# Text section:
■ ■ ■

In an embodiment, appropriate feature engineering profile(s) 324 from the per-level feature engineering profiles 310_{1 . . . n}may then be applied to a training dataset including network traffic data 322 for data modeling/training 326 to create per-level data models 328_{1 . . . n}, which may then be used for anomaly detection 336 during the detection phase performed by a detection module 330.

FIG. 3B illustrates a system 300′ for applying feature engineering technique/process, wherein the processor is configured to perform the feature engineering technique 324 as applied during the training phase by the training module 320. For example, application of feature engineering process 324 during training phase 320 includes receiving network traffic data 322, which is also referred to as a training dataset during the training phase 320 and feature engineering profiles per level 310_{1 . . . n}in a hierarchical grouping, applying feature selection and feature transformation. For example, the network traffic training dataset 322 may include parameters or attributes including any one or more of: source IP address (src_ip), destination IP address (dest_ip), source port (src_port), destination port (dest_port), protocol, mobile originated packets (packets_mo), mobile terminated packets (packets_mt), mobile originated bytes (bytes_mo), mobile terminated bytes (bytes_mt), timestamp, transmission control protocol flags (tcp_flags), direction, international mobile equipment identity (imei), device model (device model), device type (device_type), international mobile subscriber identity (imsi), mobile station international subscriber directory number (msisdn), integrated circuit card identifier (iccid), geolocation (geo_location), mobile country code (mcc), mobile network code (mnc) etc.

Although certain attributes also known as features or parameters of raw data are listed here, a person skilled in the art may readily understand that other attributes/features/parameters may also be used and are within the spirit and scope of the present invention.

■ ■ ■

# Requirements:
• a. Reproduce the part of the feature engineering passage that begins at the words "Although certain attributes" and stops after "the present invention.".
• b. Write out the lines of the records starting at the line that has "car. Produce a bounding box for every instance." and continuing through the last line of the records.

■ ■ ■

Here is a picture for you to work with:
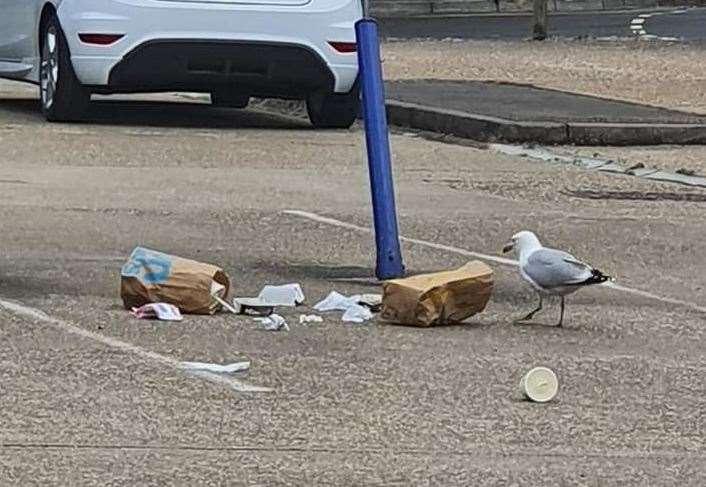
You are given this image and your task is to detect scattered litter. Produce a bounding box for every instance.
[130,303,184,321]
[314,291,374,323]
[676,167,696,176]
[299,315,324,325]
[358,294,382,313]
[120,247,230,314]
[314,291,361,312]
[255,314,289,331]
[213,294,240,315]
[258,283,305,306]
[233,298,275,316]
[181,362,250,374]
[520,367,559,402]
[382,261,493,326]
[233,283,305,316]
[341,304,373,323]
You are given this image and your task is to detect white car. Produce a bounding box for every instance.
[0,0,363,128]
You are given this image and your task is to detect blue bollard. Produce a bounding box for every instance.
[355,18,404,280]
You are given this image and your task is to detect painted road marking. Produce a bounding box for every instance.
[0,299,272,392]
[630,10,687,42]
[283,210,706,313]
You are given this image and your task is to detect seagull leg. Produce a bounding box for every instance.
[557,296,564,328]
[517,294,542,321]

■ ■ ■

# Set of answers:
• a.
Although certain attributes also known as features or parameters of raw data are listed here, a person skilled in the art may readily understand that other attributes/features/parameters may also be used and are within the spirit and scope of the present invention.

• b.
You are given this image and your task is to detect white car. Produce a bounding box for every instance.
[0,0,363,128]
You are given this image and your task is to detect blue bollard. Produce a bounding box for every instance.
[355,18,404,280]
You are given this image and your task is to detect painted road marking. Produce a bounding box for every instance.
[0,299,272,392]
[630,10,687,42]
[283,210,706,313]
You are given this image and your task is to detect seagull leg. Produce a bounding box for every instance.
[557,296,564,328]
[517,294,542,321]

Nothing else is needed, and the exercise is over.